Reproduce the exchange agent agreement, everything from "References hereinafter to" down to "in connection therewith.", renaming "Letter of Transmittal" to "Transmittal Letter" wherever it occurs.

Passage to read »
===

EXHIBIT 99.6
_______, 1998
EXCHANGE AGENT AGREEMENT
The Bank of New York
Corporate Trust Trustee Administration
000 Xxxxxxx Xxxxxx - 00xx Xxxxx
Xxx Xxxx, Xxx Xxxx 00000
Ladies and Gentlemen:
Xxxxx Healthcare Corporation (the "Company") proposes to
make an offer (the "Exchange Offer") to exchange $350,000,000 aggregate
principal amount of its 7-5/8% Senior Notes due 2008 (the "Old Securities")
for its 7-5/8% Series B Senior Notes due 2008 (the "New Securities"). The
terms and conditions of the Exchange Offer as currently contemplated are set
forth in a prospectus, dated September _____, 1998 (the "Prospectus"),
proposed to be distributed to all record holders of the Old Securities. The
Old Securities and the New Securities are collectively referred to herein as
the "Securities".
The Company hereby appoints The Bank of New York to act as
exchange agent (the "Exchange Agent") in connection with the Exchange Offer.
References hereinafter to "you" shall refer to The Bank of New York.
The Exchange Offer is expected to be commenced by the
Company on or about _______, 1998. The Letter of Transmittal accompanying the
Prospectus (or in the case of book entry securities, the ATOP system) is to
be used by the holders of the Old Securities to accept the Exchange Offer and
contains instructions with respect to the delivery of certificates for Old
Securities tendered in connection therewith.

===

Stored data »
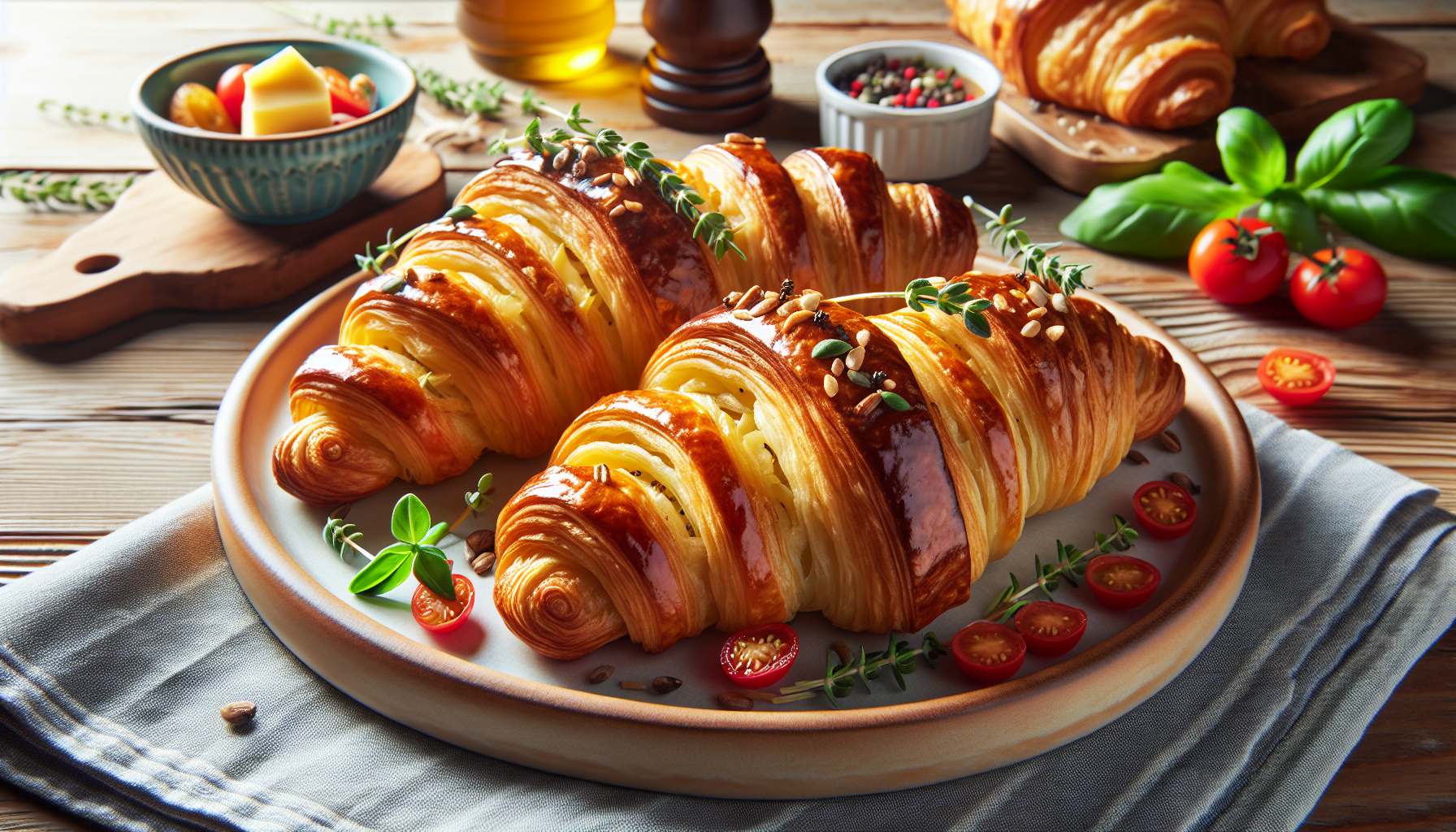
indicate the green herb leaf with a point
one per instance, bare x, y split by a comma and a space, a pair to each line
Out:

===

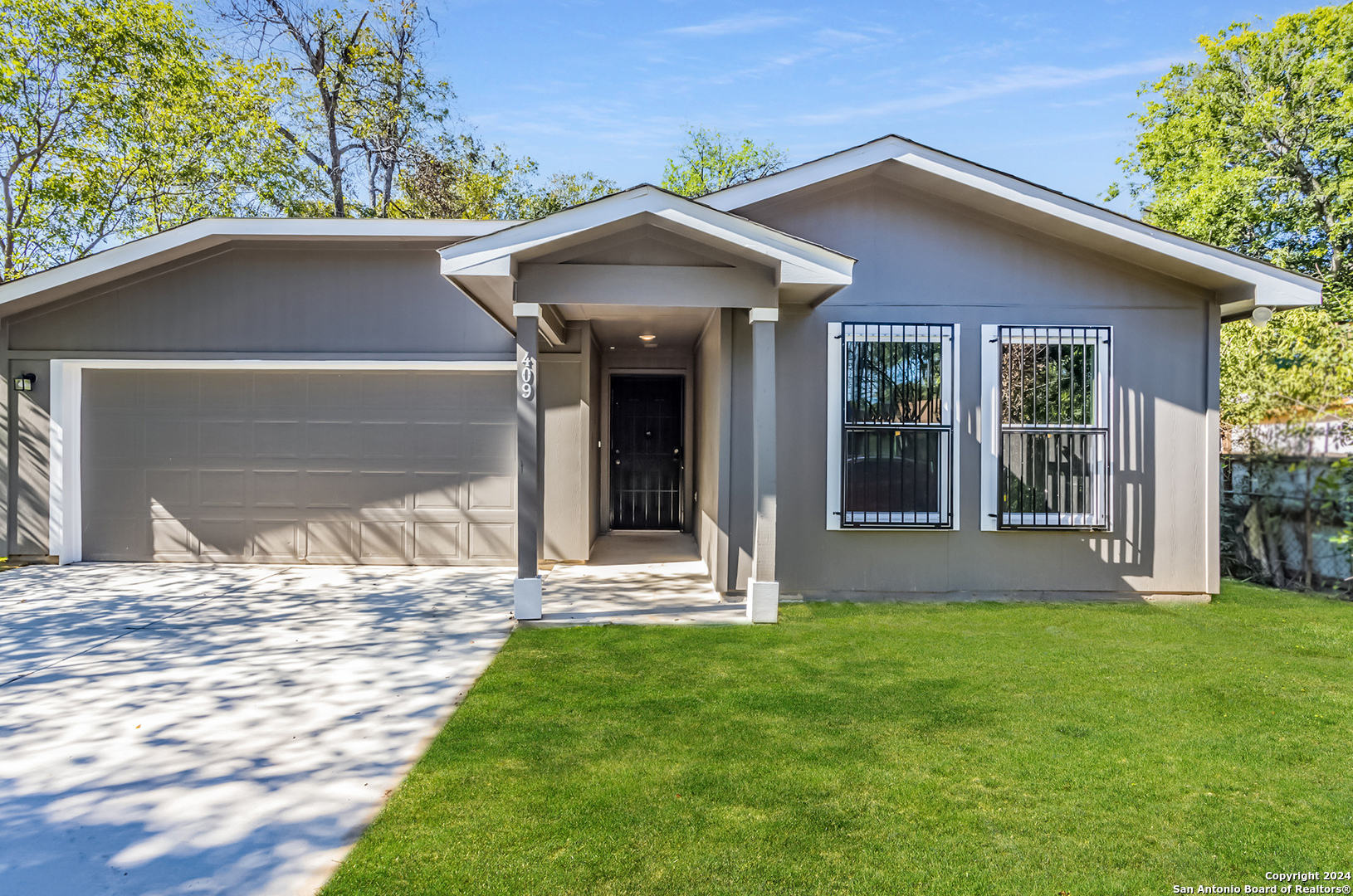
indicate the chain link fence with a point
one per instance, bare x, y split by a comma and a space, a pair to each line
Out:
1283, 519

===

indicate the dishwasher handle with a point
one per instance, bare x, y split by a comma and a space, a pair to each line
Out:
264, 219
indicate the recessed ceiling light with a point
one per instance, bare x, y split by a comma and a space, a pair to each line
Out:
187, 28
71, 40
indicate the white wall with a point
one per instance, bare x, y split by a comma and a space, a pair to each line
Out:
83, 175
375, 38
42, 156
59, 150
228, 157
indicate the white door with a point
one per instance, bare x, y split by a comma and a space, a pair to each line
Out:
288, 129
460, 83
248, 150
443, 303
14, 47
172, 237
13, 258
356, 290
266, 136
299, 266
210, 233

===

Answer »
References hereinafter to "you" shall refer to The Bank of New York.
The Exchange Offer is expected to be commenced by the
Company on or about _______, 1998. The Transmittal Letter accompanying the
Prospectus (or in the case of book entry securities, the ATOP system) is to
be used by the holders of the Old Securities to accept the Exchange Offer and
contains instructions with respect to the delivery of certificates for Old
Securities tendered in connection therewith.